THE TASK
Without changing anything, copy out each entry.

*** Opening THE DATA ***

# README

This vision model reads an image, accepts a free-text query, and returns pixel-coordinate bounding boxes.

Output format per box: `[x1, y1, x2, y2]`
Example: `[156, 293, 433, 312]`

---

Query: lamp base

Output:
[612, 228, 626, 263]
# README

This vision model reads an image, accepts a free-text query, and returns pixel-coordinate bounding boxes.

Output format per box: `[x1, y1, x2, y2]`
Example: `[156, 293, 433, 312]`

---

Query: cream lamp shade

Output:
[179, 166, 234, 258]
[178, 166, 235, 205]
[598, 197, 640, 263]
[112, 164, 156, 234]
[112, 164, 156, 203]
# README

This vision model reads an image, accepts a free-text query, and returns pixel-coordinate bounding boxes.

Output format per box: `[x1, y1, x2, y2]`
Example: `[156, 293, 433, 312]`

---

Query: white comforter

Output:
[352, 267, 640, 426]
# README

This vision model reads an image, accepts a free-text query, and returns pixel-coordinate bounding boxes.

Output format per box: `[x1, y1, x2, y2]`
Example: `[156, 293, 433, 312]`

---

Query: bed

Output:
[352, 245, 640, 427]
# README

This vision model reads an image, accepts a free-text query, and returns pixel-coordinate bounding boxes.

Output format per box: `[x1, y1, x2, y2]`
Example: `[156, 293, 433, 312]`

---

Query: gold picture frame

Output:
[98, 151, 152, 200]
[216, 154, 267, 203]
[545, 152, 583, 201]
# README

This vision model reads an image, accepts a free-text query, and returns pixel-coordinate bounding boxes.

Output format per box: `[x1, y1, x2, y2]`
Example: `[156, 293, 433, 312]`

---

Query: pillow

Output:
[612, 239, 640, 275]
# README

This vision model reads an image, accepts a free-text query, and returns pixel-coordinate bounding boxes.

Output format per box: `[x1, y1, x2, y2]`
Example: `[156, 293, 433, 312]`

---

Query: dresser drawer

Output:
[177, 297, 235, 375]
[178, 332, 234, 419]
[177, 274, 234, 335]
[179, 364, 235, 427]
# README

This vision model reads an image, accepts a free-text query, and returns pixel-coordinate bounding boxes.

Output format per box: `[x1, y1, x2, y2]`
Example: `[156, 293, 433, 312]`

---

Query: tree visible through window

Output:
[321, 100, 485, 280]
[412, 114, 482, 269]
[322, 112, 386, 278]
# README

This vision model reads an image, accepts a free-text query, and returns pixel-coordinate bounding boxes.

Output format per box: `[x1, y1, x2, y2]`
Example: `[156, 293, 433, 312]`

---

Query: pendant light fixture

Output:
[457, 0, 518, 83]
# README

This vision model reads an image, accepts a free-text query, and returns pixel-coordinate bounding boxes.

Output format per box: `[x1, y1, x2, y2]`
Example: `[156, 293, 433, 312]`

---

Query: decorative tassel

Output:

*** Closing THE DATA ***

SOLUTION TO THIS TASK
# README

This vision model reads an image, accepts a free-text query, and returns pixel-coordinate bounding boxes.

Output format per box: `[x1, y1, x2, y2]`
Example: `[156, 293, 433, 312]`

---

Query: lamp base

Output:
[612, 228, 626, 263]
# README

This vision model reads an image, accepts a free-text query, and returns pixel-coordinate bounding boxes.

Output format per box: `[x1, y1, x2, y2]`
Example: `[156, 293, 433, 312]`

---

Query: cream lamp shade

Output:
[179, 166, 234, 258]
[178, 166, 235, 205]
[598, 197, 640, 263]
[112, 164, 156, 234]
[112, 164, 156, 203]
# README

This vision model reads an image, accepts a free-text query, and returns pixel-coordinate bounding boxes.

Output format per box: `[x1, y1, x2, y2]`
Example: `[156, 293, 433, 312]`

---

Query: white comforter

Output:
[352, 267, 640, 426]
# README

This vision model reads an image, accepts a free-text query, and returns pixel-coordinate bounding boxes.

Output format per box: `[x1, y1, x2, y2]`
Example: `[156, 293, 433, 312]`

---

Query: bed

Output:
[352, 245, 640, 427]
# README

This vision model reads an image, accepts a free-text query, and returns pixel-coordinate bounding boxes.

Output format per box: `[x1, y1, x2, y2]`
Example: `[156, 293, 433, 312]`

---

Query: gold picture frame

Output:
[98, 151, 152, 200]
[216, 154, 267, 203]
[545, 152, 583, 201]
# README

This vision model reads an image, accepts a free-text query, and returns pixel-coordinate bounding boxes.

Output format per box: `[x1, y1, x2, y2]`
Example: `[156, 293, 433, 312]`

---

Query: pillow

Output:
[612, 239, 640, 275]
# README

This vision model reads an image, accepts a free-text query, and returns pixel-coordinate bounding boxes.

Output format per box: `[x1, y1, x2, y2]`
Example: `[156, 293, 433, 312]`

---

Query: dresser drawer

Output:
[177, 297, 235, 375]
[178, 332, 234, 419]
[177, 274, 234, 335]
[179, 364, 235, 427]
# README

This vision model reads an image, accepts a free-text query, and returns pixel-coordinate bounding boxes.

Output format per box: `[x1, y1, x2, y2]`
Example: `[156, 293, 433, 312]`

---

Query: tree visible through window

Output:
[321, 100, 485, 280]
[412, 114, 482, 269]
[322, 112, 386, 278]
# README

This vision model reads an image, accepts a free-text query, and returns pixel-coordinate bounding boxes.

Output format per box: `[x1, y1, x2, y2]`
Example: `[156, 293, 433, 312]`

---

Query: pendant light fixture

Output:
[457, 0, 518, 83]
# README

This vision model reads an image, accepts a free-text query, and returns pixel-coordinate bounding boxes.

Output format per box: `[x1, y1, x2, y2]`
Example: `[156, 293, 433, 312]`

---

Query: decorative tassel

Output:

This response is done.